▶ _Short problem_
Can you return the records below word for word, from their start through the line that contains "x=552 y=119", leaving the pictures out?

▶ _Given data_
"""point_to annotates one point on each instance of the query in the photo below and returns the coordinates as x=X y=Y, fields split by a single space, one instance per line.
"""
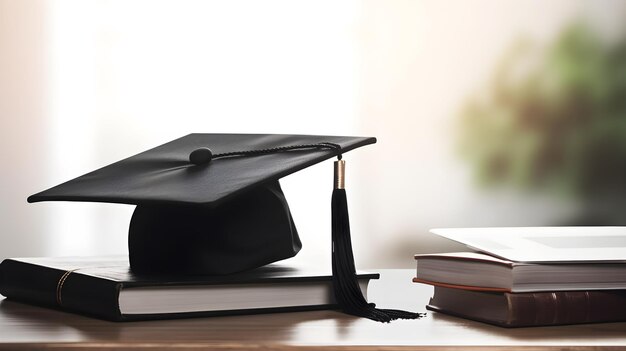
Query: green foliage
x=552 y=119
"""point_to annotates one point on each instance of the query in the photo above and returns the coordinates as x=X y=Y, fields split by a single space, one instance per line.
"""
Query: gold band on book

▶ _Answer to the problem_
"""point_to annotates one point on each instance of the query in the photo below and returns the coordinates as x=X y=Y, fields split by a single space, one instance per line.
"""
Query: green foliage
x=552 y=119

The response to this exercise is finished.